Word for word, restate the lines from the start of the data below through the line containing "box: [412, 261, 417, 290]".

▶ Extracted records
┌──

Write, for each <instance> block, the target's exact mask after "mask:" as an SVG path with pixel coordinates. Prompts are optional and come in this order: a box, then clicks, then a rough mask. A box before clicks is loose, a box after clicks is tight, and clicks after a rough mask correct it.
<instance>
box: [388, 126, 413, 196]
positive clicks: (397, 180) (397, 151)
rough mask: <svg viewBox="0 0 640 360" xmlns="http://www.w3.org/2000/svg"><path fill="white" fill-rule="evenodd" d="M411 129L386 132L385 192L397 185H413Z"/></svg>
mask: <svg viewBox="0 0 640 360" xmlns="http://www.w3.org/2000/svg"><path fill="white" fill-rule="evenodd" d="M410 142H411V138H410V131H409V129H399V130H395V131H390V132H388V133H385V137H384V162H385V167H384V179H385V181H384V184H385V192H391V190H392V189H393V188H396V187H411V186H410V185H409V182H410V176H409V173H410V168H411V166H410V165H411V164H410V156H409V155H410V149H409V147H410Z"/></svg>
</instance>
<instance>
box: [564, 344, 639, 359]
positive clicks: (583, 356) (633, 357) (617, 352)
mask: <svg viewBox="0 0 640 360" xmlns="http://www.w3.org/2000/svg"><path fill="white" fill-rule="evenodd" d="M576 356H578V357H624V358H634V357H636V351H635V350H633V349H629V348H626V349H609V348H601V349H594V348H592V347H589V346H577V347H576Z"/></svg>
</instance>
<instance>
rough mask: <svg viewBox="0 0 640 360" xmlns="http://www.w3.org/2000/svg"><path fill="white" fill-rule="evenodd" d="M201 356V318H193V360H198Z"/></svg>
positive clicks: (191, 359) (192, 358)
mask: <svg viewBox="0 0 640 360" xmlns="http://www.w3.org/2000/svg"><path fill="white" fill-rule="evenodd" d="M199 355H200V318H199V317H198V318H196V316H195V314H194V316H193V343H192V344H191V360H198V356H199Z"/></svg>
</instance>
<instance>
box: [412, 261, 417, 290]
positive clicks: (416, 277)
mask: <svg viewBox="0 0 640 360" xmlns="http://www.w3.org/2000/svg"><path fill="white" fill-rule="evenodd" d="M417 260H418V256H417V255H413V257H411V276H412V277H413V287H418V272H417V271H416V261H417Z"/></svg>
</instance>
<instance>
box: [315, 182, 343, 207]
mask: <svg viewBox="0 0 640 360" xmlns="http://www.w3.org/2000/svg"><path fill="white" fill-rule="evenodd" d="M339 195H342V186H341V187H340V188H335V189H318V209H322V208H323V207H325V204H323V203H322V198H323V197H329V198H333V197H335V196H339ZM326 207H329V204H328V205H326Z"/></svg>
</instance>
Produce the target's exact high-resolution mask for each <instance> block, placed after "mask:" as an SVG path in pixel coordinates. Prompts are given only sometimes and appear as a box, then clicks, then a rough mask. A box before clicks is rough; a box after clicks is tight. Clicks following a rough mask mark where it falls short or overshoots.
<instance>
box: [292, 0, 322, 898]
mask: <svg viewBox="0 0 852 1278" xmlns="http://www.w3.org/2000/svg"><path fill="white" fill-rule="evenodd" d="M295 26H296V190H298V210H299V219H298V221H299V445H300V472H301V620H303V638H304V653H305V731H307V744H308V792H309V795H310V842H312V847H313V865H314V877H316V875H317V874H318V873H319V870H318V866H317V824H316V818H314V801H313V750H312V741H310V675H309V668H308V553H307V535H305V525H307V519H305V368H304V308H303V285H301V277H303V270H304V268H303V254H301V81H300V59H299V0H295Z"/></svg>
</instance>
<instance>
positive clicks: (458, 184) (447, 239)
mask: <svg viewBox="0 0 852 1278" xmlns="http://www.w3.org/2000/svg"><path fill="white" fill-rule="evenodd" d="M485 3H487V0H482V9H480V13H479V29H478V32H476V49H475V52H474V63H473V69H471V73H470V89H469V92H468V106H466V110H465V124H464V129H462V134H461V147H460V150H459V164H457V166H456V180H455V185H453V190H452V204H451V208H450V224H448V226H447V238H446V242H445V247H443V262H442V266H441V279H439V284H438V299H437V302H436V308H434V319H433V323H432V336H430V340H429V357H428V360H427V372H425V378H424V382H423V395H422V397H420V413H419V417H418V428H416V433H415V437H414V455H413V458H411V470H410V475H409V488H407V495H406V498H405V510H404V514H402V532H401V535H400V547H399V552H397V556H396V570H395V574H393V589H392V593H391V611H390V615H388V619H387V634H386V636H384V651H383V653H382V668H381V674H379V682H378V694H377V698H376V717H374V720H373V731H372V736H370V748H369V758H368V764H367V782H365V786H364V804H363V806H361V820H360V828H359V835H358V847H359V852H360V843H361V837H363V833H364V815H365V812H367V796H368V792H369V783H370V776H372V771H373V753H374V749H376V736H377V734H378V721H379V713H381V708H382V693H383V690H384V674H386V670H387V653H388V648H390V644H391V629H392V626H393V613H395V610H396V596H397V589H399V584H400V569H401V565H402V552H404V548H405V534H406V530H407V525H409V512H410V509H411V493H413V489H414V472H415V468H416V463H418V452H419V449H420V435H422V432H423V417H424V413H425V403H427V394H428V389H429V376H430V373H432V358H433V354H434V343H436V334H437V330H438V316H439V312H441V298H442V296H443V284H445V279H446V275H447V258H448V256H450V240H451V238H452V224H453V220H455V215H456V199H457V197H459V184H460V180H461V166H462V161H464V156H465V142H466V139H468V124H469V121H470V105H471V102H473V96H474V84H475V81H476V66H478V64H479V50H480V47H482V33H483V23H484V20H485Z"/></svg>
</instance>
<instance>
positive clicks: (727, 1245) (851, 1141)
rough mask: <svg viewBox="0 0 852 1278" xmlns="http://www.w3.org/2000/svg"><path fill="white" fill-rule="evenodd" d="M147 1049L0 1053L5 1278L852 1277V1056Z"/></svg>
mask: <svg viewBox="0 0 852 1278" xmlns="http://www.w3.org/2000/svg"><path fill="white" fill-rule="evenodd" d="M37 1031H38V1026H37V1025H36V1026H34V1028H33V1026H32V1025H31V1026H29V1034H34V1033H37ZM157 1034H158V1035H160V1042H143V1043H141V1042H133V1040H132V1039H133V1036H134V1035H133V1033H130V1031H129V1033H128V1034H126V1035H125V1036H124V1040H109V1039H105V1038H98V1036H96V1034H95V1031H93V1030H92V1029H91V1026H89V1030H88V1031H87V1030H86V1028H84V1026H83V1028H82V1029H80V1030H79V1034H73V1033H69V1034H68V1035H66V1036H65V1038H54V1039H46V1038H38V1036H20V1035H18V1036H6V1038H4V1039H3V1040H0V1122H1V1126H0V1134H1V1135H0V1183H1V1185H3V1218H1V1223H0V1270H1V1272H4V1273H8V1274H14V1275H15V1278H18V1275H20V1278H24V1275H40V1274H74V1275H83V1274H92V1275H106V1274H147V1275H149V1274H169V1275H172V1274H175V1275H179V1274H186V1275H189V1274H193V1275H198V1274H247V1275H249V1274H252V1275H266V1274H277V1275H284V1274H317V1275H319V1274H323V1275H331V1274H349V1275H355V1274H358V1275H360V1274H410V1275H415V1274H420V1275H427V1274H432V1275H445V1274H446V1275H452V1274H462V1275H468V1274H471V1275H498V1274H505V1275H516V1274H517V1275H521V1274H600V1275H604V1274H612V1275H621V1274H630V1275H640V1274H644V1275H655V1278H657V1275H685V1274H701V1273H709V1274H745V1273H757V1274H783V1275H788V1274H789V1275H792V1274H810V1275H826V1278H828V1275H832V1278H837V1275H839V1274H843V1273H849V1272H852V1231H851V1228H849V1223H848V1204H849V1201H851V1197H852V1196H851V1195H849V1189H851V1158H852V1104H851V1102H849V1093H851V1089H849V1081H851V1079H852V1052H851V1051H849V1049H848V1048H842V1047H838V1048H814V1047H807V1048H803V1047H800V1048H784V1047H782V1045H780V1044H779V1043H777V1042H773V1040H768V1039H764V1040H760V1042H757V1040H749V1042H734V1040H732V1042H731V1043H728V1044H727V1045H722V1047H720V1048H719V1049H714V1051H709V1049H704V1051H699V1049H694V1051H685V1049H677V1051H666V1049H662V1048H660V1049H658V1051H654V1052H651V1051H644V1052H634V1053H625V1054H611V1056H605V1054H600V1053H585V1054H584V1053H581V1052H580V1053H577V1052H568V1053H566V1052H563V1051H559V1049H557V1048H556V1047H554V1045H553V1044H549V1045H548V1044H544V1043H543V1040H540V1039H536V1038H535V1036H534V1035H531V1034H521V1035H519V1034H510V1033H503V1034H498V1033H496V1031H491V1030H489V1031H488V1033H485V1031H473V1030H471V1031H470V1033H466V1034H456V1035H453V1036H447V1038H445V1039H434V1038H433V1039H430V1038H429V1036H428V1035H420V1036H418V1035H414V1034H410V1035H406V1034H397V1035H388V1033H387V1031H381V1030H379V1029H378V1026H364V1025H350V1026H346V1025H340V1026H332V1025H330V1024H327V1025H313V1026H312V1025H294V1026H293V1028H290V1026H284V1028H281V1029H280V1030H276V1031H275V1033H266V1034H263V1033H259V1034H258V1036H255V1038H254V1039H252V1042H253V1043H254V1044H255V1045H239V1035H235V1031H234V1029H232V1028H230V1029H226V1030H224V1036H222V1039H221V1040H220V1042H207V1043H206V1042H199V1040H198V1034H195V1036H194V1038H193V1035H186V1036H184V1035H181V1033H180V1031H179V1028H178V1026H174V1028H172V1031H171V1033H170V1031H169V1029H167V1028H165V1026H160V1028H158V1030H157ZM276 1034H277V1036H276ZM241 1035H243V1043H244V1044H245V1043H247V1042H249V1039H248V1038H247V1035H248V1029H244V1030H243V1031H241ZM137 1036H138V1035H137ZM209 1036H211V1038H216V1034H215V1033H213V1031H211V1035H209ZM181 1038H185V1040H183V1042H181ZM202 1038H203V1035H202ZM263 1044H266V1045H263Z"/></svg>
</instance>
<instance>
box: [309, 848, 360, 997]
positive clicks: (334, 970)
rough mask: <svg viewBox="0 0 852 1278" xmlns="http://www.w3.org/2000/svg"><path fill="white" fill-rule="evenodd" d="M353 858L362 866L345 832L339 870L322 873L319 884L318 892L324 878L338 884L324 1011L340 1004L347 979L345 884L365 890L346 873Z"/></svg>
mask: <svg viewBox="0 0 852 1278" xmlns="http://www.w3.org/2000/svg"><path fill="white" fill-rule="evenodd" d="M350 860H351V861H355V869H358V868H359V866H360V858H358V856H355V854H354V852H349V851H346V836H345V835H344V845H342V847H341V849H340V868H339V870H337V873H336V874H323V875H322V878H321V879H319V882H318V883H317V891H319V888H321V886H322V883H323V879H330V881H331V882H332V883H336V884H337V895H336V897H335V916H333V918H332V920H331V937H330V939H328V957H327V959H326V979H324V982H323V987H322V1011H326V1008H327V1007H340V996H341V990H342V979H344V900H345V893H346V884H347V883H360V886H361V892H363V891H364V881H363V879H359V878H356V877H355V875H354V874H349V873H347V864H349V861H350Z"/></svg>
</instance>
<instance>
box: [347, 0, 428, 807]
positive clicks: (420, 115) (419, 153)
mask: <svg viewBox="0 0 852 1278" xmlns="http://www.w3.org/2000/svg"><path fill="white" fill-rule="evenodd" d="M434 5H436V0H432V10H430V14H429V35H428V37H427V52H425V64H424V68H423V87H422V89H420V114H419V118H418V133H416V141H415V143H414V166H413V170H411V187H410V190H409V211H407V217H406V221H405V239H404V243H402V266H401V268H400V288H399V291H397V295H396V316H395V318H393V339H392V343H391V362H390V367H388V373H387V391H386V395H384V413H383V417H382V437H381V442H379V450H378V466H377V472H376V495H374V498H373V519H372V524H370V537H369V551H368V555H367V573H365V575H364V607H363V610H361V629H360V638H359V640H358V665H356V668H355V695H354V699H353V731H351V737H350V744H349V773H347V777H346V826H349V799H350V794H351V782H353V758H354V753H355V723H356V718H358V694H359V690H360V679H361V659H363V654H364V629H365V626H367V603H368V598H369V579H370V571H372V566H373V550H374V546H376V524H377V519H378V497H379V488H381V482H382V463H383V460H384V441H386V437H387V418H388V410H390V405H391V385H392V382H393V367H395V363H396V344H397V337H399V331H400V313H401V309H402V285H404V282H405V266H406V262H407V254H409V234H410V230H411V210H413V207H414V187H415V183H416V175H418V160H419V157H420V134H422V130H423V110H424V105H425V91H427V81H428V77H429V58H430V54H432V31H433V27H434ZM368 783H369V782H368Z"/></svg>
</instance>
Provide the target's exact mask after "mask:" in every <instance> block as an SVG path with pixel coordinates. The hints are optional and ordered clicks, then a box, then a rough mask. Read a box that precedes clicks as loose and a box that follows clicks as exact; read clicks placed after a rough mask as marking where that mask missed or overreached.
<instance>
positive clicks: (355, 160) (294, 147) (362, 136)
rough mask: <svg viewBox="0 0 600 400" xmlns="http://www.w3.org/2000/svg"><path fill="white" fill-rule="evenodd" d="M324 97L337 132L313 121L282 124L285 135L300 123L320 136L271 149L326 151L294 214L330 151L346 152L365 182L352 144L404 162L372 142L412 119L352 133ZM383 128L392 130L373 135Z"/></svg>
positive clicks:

└──

▶ Worked solution
Write, for each <instance> block, the target's exact mask after "mask:" as an SVG path with pixel coordinates. Prompts are optional and come in this order: a box, then clicks, then a rough mask. A box before clicks is loose, a box after clicks is tight, and clicks after a rough mask correct it.
<instance>
box: [388, 126, 413, 196]
positive clicks: (397, 180) (397, 151)
rough mask: <svg viewBox="0 0 640 360" xmlns="http://www.w3.org/2000/svg"><path fill="white" fill-rule="evenodd" d="M411 129L386 132L385 192L397 185H413Z"/></svg>
mask: <svg viewBox="0 0 640 360" xmlns="http://www.w3.org/2000/svg"><path fill="white" fill-rule="evenodd" d="M410 142H411V138H410V131H409V129H399V130H395V131H390V132H388V133H385V137H384V162H385V167H384V179H385V181H384V184H385V192H391V190H392V189H393V188H396V187H411V186H410V185H409V182H410V176H409V173H410V168H411V166H410V165H411V164H410V156H409V155H410V149H409V147H410Z"/></svg>
</instance>
<instance>
box: [564, 344, 639, 359]
positive clicks: (583, 356) (633, 357) (617, 352)
mask: <svg viewBox="0 0 640 360" xmlns="http://www.w3.org/2000/svg"><path fill="white" fill-rule="evenodd" d="M576 356H578V357H624V358H634V357H636V351H635V350H633V349H629V348H626V349H609V348H601V349H594V348H592V347H589V346H577V347H576Z"/></svg>
</instance>
<instance>
rough mask: <svg viewBox="0 0 640 360" xmlns="http://www.w3.org/2000/svg"><path fill="white" fill-rule="evenodd" d="M201 356V318H193V360H198Z"/></svg>
positive clicks: (191, 359) (192, 358)
mask: <svg viewBox="0 0 640 360" xmlns="http://www.w3.org/2000/svg"><path fill="white" fill-rule="evenodd" d="M199 355H200V318H199V317H198V318H196V316H195V314H194V316H193V343H192V344H191V360H198V356H199Z"/></svg>
</instance>
<instance>
box: [412, 261, 417, 290]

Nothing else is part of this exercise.